**Required work:** Skip the pictures. Transcribe the rest of the data below without changing a word.
== == ==
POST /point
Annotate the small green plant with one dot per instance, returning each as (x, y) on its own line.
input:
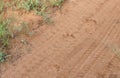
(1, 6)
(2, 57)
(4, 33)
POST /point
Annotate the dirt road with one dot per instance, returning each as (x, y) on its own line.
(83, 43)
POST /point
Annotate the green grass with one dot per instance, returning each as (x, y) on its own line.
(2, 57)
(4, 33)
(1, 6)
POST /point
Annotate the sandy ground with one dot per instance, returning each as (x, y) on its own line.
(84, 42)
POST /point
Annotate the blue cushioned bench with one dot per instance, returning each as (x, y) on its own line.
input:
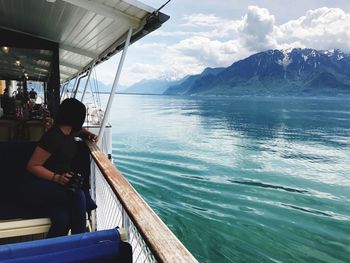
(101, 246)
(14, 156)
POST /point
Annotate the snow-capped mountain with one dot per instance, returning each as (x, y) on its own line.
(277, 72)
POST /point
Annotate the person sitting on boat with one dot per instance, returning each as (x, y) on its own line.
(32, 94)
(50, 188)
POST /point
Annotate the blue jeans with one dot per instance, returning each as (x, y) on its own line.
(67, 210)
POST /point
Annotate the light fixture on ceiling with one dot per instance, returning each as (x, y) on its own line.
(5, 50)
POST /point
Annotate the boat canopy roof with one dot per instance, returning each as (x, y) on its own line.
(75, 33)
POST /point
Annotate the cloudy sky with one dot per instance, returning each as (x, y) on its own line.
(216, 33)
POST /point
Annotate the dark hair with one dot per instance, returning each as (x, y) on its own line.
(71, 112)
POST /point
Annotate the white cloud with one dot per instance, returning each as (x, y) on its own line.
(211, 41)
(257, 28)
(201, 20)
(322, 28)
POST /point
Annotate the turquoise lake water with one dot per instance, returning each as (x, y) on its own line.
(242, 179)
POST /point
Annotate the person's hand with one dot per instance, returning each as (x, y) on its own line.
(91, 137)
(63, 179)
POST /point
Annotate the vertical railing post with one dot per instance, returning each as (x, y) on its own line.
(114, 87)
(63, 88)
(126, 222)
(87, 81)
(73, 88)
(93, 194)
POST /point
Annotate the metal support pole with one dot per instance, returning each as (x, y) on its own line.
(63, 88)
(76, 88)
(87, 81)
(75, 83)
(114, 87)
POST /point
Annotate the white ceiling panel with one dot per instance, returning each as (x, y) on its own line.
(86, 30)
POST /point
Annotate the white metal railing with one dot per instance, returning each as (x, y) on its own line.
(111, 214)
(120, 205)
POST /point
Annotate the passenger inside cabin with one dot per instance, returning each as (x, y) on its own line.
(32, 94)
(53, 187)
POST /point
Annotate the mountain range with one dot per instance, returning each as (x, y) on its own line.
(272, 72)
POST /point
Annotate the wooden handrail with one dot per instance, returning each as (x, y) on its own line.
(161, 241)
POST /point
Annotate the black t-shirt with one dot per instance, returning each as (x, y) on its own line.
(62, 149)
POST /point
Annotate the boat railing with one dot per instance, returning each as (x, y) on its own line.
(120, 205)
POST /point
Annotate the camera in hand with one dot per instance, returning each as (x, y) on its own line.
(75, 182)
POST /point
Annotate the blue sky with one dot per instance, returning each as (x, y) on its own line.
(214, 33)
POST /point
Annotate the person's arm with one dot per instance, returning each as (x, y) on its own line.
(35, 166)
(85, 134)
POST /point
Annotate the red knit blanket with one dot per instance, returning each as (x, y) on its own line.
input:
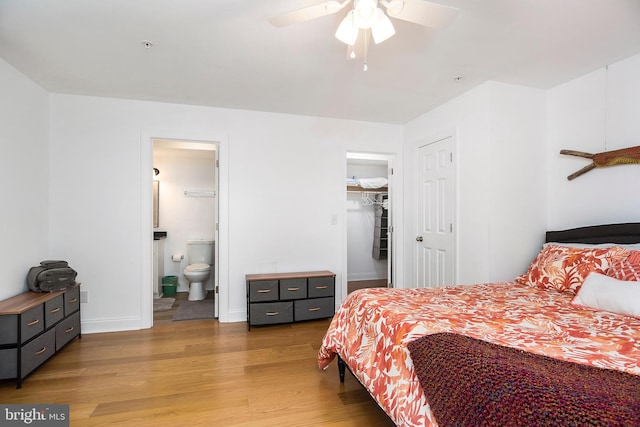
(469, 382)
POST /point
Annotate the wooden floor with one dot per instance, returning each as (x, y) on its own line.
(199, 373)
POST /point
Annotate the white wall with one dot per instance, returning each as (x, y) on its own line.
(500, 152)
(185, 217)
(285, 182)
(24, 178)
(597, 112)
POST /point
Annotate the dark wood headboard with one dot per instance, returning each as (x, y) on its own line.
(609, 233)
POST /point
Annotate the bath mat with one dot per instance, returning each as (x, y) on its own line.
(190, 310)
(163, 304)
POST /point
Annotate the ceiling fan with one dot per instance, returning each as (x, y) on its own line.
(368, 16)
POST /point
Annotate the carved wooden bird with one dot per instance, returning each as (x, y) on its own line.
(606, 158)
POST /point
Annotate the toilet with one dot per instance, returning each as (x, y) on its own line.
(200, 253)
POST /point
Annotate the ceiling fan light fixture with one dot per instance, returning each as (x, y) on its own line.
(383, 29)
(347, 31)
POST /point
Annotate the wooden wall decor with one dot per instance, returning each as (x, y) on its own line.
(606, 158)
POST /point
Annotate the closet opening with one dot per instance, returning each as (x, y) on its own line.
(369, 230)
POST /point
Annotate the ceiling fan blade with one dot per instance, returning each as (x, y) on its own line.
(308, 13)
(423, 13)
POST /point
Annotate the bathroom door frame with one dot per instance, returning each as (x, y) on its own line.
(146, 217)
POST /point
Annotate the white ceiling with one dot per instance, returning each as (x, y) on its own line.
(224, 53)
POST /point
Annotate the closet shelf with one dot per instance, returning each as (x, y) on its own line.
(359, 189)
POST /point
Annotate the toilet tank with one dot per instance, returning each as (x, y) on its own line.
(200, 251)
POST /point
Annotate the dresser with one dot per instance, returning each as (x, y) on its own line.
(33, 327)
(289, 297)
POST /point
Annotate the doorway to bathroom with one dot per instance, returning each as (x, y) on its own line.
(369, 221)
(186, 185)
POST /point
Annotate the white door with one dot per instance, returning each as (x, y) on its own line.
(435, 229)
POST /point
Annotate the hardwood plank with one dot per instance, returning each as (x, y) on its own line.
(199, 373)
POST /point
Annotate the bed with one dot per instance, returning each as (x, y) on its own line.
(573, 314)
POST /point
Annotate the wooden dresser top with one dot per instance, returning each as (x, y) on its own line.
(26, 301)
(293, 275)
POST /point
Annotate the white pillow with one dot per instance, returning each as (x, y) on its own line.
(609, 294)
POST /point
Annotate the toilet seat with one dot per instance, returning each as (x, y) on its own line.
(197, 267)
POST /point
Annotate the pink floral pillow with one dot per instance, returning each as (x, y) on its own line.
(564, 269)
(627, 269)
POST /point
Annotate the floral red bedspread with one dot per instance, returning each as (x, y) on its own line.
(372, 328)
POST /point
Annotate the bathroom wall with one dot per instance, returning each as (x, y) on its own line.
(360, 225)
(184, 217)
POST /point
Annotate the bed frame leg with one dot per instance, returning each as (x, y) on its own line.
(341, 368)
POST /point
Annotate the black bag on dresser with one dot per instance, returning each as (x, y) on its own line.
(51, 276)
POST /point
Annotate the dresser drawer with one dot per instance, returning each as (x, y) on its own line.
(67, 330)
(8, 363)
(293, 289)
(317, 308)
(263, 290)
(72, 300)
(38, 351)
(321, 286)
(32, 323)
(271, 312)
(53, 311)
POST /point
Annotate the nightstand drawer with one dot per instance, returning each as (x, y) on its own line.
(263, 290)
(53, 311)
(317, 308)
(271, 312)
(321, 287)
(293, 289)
== == ==
**Completed task:**
POST /point
Annotate the small green plant with one dot per instance, returning each as (x, y) on its own line.
input:
(1, 6)
(2, 57)
(4, 33)
POST /point
Annotate the dirt road with one dot per instance, returning each as (x, y) on its own line.
(83, 43)
POST /point
Annotate the green grass with one dot per instance, returning each as (x, y) on its own line.
(2, 57)
(4, 33)
(1, 6)
POST /point
Annotate the sandy ground with one dot per instance, returning each as (x, y) on its own line.
(84, 42)
POST /point
Annotate the blue cushioned bench with one dot per instance, returning each as (x, y) on its own line.
input:
(101, 246)
(14, 156)
POST /point
Annotate the snow-capped mountain with one dot per instance, returning each as (x, y) on its own line.
(277, 72)
POST /point
Annotate the person sitting on boat with one dot per instance, returning each as (x, y) on its own line.
(32, 94)
(50, 188)
POST /point
Annotate the blue jeans with one dot per instance, returning each as (x, y) on its own line.
(67, 210)
POST /point
Annotate the light fixture on ceiling with one dot per instance, returning each as (x, y) on its own line.
(5, 50)
POST /point
Annotate the boat canopy roof with one dot per instance, returning each as (x, y) on its own line.
(75, 33)
POST /point
Annotate the cloudy sky with one dot per instance, returning each as (x, y) on its own line.
(216, 33)
POST /point
Annotate the dark hair with one dot per instance, returning each as (x, y) on its own line.
(71, 112)
POST /point
Annotate the white cloud with one dot per instance, returning each as (x, y) on its own line.
(211, 41)
(257, 28)
(201, 20)
(322, 28)
POST /point
Annotate the turquoise lake water with one dot per instance, returning each as (x, y) on its own line.
(242, 179)
POST /point
Annotate the person's hand with one dot per instance, returning each as (x, y) on its own line.
(91, 137)
(63, 179)
POST /point
Annotate the vertical railing post with one dot per instance, returning each as (x, y) on its own line.
(114, 87)
(63, 88)
(126, 222)
(87, 81)
(73, 88)
(93, 194)
POST /point
Annotate the metal support pole with one dot per instance, returning each as (x, y) on its own line.
(63, 88)
(76, 88)
(87, 81)
(75, 83)
(114, 87)
POST /point
Annotate the white ceiling panel with one dot per instance, returning each as (x, y) on its own line.
(86, 30)
POST /point
Annotate the white metal railing with one dot per instance, returning each as (x, y) on its own line.
(111, 214)
(120, 205)
POST /point
Annotate the passenger inside cabin with one dot per instance, returning each as (x, y) on its own line.
(32, 94)
(53, 187)
POST /point
Annotate the mountain range with one dot per instance, returning each as (x, y) on its own line.
(272, 72)
POST /point
Annotate the wooden handrail with one dot per instance, returning each as (x, y) on its own line.
(161, 241)
POST /point
Annotate the black t-shirt with one dot per instance, returning each as (x, y) on its own line.
(62, 149)
POST /point
Annotate the boat railing with one dot per instance, returning each as (x, y) on its own line.
(120, 205)
POST /point
Annotate the camera in hand with one dot per instance, returning each as (x, y) on its own line.
(75, 182)
POST /point
Annotate the blue sky with one dot per instance, returning each as (x, y) on its own line.
(214, 33)
POST /point
Annotate the person's arm with one dot per instance, returning each as (x, y) on its own line.
(35, 166)
(85, 134)
POST /point
Annotate the red knit blanket with one dot per instance, returning each as (x, y) on its own line.
input:
(469, 382)
POST /point
Annotate the wooden floor with one dot per instance, returning each as (x, y) on its own line.
(199, 373)
POST /point
Annotate the white wall with one dot per instance, returning each as (x, y) on its own line.
(500, 152)
(185, 217)
(285, 182)
(24, 178)
(597, 112)
POST /point
Annotate the dark wood headboard with one dot per instance, returning each as (x, y) on its own line.
(609, 233)
POST /point
Annotate the bath mat with one dot per instance, returning each as (x, y) on its own line.
(190, 310)
(163, 304)
POST /point
Annotate the ceiling fan with one dot per instance, returning each as (x, y) on its own line.
(368, 16)
POST /point
Annotate the carved wooden bird with one dot per instance, returning each as (x, y) on its own line.
(606, 158)
POST /point
Annotate the toilet with one dot per instance, returning each as (x, y) on its own line.
(200, 253)
POST /point
Annotate the ceiling fan light fixture with one dot per instance, returning each as (x, y) on its own line.
(383, 29)
(347, 31)
POST /point
Annotate the wooden wall decor with one dot per instance, returning each as (x, y) on its own line.
(606, 158)
POST /point
Annotate the closet opening with one dot per instance, returning each as (x, y) on its own line.
(369, 230)
POST /point
Annotate the ceiling fan blade with one dot per instance, returning each as (x, y) on its own line.
(308, 13)
(423, 13)
POST /point
Annotate the bathroom door frame with one dot per instance, returning each as (x, y) on its own line.
(146, 217)
POST /point
Annotate the white ceiling with one dot per instance, returning each as (x, y) on its own line.
(224, 53)
POST /point
Annotate the closet shelf with one dot per instance, returning each as (x, y) on its own line.
(359, 189)
POST /point
Annotate the toilet tank with one dot per instance, returning each as (x, y) on its own line.
(200, 251)
POST /point
Annotate the dresser with one dot per instance, returning each as (x, y) on its own line.
(33, 327)
(289, 297)
POST /point
Annotate the doorway to bathroom with one dot per instance, returning each as (x, y) on its own line.
(369, 221)
(186, 185)
POST /point
Annotate the white door with one dot per instance, returning each as (x, y) on its own line.
(435, 229)
POST /point
Annotate the hardwood plank with one dot per instance, returning each as (x, y) on its own line.
(199, 373)
POST /point
Annotate the bed with one dot per instance, returning each as (x, y) on its own line.
(573, 314)
POST /point
Annotate the wooden dresser top with one dot per instance, returning each as (x, y) on its own line.
(26, 301)
(293, 275)
POST /point
Annotate the white pillow with one dot per instance, returning each as (x, y) on its own line.
(609, 294)
POST /point
Annotate the toilet seat with one dot per instance, returning each as (x, y) on its own line.
(197, 267)
POST /point
Annotate the pink floral pillow with one dot per instance, returning each as (x, y) on its own line.
(564, 269)
(627, 269)
POST /point
Annotate the floral red bedspread with one dot per instance, returning each as (x, y) on its own line.
(372, 328)
POST /point
Annotate the bathroom wall with one dot per instance, returning each as (x, y) on its own line.
(360, 225)
(184, 217)
POST /point
Annotate the bed frame leg with one dot per instance, returning each as (x, y) on its own line.
(341, 368)
POST /point
Annotate the black bag on dresser with one dot per instance, returning each as (x, y) on its own line.
(51, 276)
POST /point
Annotate the dresser drawer with one dot per instance, returning each as (x, y) on its own line.
(67, 330)
(8, 363)
(293, 289)
(317, 308)
(263, 290)
(72, 300)
(38, 351)
(321, 286)
(32, 323)
(271, 312)
(53, 311)
POST /point
Annotate the nightstand drawer with one dot per instance, returning each as (x, y) on its own line.
(263, 290)
(53, 311)
(317, 308)
(271, 312)
(321, 287)
(293, 289)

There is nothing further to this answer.